* PASSAGE SHOWN
-- begin --
Plan ahead if you choose trickle filtration: be sure your cabinet is large enough to fit the filter and consider your options for getting the water out of the tank and into the filter. Choose a large enough pump to return water to the aquarium, taking into account the vertical distance from the sump to the top of the aquarium and the turn-over required.

Maintenance should be performed regularly on the spray bar or drip tray, and any prefilters should be cleaned.

Troubleshooting trickle filters

Problem: Filter does not run, ie. impellor is not turning

Possible causes & remedies:

  1. Check power supply, make sure filter is plugged in and turned on at the power
  2. Impellor may be jammed: gentle shaking will sometimes start the pump, but the impellor or impellor well may need to be cleaned.
  3. Faulty/worn impellor or broken shaft: check the condition of the impellor and shaft and replace if needed.
  4. Burnt-out motor or broken wiring: these cannot be repaired, you will need to replace the pump.

Problem: Impellor turns but little or no water movement occurs

Possible causes & remedies:

  1. Restriction of water intake strainer or prefilter: Clean strainer or prefilter sponge
  2. Faulty/worn impellor: Check the impellor, ensure the fan is fixed to the impellor (some spin and click, but should only have about a quarter turn free play), replace impellor if needed.
-- end --
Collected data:
-- begin --
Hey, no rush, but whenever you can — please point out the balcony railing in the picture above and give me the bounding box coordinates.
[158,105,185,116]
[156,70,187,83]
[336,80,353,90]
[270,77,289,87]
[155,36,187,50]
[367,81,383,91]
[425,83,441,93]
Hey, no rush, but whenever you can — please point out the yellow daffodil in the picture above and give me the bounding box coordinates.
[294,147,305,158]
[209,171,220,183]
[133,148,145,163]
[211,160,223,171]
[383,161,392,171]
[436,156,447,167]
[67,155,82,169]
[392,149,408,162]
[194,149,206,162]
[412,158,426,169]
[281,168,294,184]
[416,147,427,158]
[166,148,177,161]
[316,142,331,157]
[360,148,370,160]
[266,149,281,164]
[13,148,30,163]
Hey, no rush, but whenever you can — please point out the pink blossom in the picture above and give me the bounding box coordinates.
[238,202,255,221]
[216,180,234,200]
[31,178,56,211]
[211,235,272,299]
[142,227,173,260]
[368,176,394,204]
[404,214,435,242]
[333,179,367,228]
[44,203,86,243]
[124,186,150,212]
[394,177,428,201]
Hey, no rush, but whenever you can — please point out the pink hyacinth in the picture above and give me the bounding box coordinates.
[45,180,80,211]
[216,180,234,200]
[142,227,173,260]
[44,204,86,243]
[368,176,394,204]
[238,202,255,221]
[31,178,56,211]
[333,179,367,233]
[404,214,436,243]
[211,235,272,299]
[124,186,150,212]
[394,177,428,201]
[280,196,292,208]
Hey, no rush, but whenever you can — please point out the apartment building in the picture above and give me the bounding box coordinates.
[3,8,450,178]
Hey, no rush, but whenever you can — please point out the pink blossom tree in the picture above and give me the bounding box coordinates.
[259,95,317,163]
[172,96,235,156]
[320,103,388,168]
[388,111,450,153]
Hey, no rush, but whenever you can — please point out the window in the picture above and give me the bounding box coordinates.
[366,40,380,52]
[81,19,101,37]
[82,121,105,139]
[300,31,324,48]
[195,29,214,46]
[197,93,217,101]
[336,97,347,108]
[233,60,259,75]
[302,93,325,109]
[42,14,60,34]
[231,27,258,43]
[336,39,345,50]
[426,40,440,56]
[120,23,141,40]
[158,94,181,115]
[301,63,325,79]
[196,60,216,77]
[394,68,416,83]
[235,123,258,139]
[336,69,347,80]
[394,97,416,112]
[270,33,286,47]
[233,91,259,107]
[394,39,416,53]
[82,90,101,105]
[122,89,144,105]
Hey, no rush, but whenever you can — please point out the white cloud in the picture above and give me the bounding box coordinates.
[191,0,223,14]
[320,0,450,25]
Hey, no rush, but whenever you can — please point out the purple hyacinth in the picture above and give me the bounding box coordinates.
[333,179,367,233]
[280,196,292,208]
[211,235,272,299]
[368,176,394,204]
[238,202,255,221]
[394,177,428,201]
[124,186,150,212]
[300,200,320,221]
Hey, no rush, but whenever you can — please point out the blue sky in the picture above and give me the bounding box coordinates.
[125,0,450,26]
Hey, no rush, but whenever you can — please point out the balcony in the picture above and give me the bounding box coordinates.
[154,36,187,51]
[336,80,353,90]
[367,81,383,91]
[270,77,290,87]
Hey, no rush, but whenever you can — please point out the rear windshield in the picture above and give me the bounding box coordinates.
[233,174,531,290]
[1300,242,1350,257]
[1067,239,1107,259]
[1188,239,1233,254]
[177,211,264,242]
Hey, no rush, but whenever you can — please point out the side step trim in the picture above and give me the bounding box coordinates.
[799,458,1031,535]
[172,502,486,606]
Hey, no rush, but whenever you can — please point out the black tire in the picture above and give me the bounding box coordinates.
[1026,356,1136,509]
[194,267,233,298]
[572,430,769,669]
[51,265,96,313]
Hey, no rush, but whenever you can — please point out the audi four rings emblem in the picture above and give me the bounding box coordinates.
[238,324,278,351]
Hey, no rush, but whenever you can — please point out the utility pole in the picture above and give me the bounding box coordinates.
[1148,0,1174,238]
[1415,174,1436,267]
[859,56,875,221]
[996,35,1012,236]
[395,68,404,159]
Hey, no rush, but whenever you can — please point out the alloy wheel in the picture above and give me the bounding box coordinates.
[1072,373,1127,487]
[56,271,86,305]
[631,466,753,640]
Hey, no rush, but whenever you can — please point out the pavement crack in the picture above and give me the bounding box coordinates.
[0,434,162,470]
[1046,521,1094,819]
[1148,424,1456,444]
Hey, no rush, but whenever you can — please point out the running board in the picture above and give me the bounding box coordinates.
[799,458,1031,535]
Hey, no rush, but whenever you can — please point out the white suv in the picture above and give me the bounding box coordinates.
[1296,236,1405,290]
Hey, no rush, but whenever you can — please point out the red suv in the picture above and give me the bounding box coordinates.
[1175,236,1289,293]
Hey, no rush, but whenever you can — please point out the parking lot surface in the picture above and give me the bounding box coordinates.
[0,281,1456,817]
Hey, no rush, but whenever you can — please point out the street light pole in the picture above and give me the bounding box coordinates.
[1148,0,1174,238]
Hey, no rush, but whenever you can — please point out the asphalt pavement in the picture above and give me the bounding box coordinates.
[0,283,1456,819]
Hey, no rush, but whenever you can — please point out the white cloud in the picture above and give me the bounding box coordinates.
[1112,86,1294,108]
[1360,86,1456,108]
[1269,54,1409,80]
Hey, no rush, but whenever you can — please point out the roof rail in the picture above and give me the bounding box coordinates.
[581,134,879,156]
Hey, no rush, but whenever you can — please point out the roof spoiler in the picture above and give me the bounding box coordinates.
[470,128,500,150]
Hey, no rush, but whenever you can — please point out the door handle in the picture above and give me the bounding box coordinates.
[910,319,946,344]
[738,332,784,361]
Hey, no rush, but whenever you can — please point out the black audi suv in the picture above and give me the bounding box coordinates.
-- end --
* JOB
Translate this sentence from the trickle filter text above into Spanish: "Maintenance should be performed regularly on the spray bar or drip tray, and any prefilters should be cleaned."

* SOLUTION FOR THIS PROBLEM
El mantenimiento debe realizarse con regularidad en la barra de pulverización o en la bandeja de goteo, y se debe limpiar cualquier prefiltro.